■ Estratto selezionato:
——————

Chertsey, Surrey, 1993. Circa 20 miglia da Londra. All’interno di Thorpe Park, parco divertimenti a tema, principalmente acquatico, dove attrazioni spensierate con nomi giocondi come Magic Mill, Phantom Phantasia, Sunken Gardens o Thunder River accolgono visitatori decisi a lanciarsi in avventure domenicali, apre il Virtual Reality Centre. L’uomo dietro a questo lancio èJonathan Waldern, fondatore di Virtuality, una ditta britannica specializzata in VR per video arcades. Waldern, dopo un VR PhD research finanziato da IBM Research Labs in Hursley (UK), fonda il Virtuality group nel 1985. In uno dei pochissimi video che girano su youtube in cui Waldern viene intervistato a proposito delle nuove arcades da lui progettate come SU 2000 (https://youtu.be/2Imyn6QSq9s), il focus è ovviamente tutto sul valore della VR per l’industria del divertimento (non a caso, quindi, Thorpe Park). Cent’anni dopo l’invenzione dei Lumière, la storia si ripete: se gli amusement parks americani hanno avuto un ruolo importantissimo come luogo di proiezione e film exhibition agli albori della storia del cinema (solo Coney Island contava, nel 1906, circa 30 sale ‘cinematografiche’), perché stupirsi che il lavoro di Waldern, questa volta totalmente in anticipo sui tempi, trova spazio in un parco a temi nella campagna a sud di Londra?

——————

■ Materiale raccolto:
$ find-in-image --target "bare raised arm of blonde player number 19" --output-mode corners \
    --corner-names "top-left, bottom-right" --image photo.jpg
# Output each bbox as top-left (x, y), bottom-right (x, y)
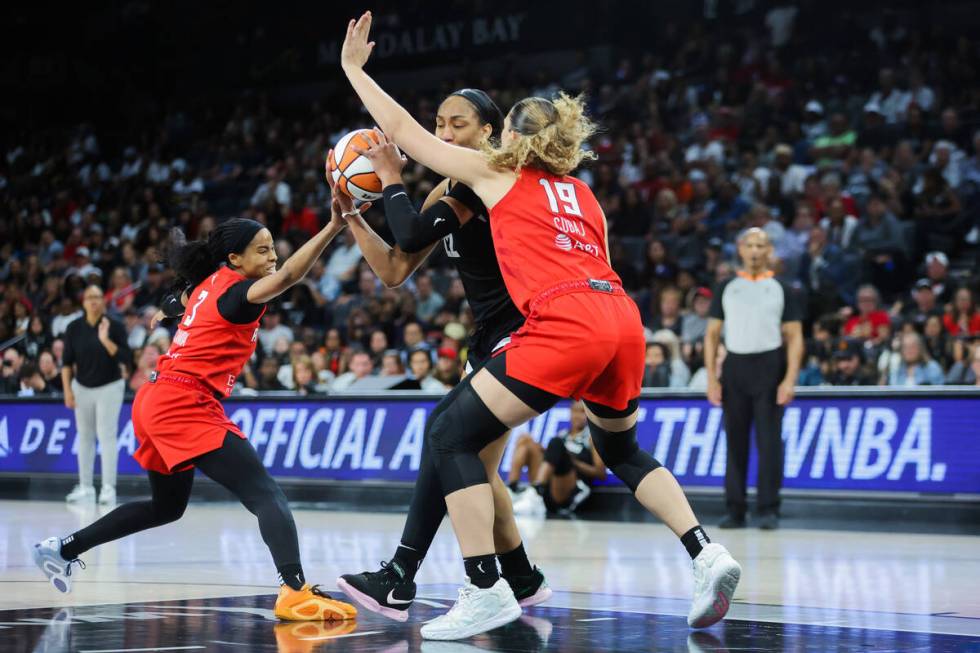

——————

■ Istruzioni del compito: Riporta i nomi di tutte le attrazioni di Thorpe Park citate nell'estratto sul Virtual Reality Centre. Le righe costituiscono materiale a sé, distinto dall'estratto.

■ Risultato dell'esercizio: Magic Mill, Phantom Phantasia, Sunken Gardens, Thunder River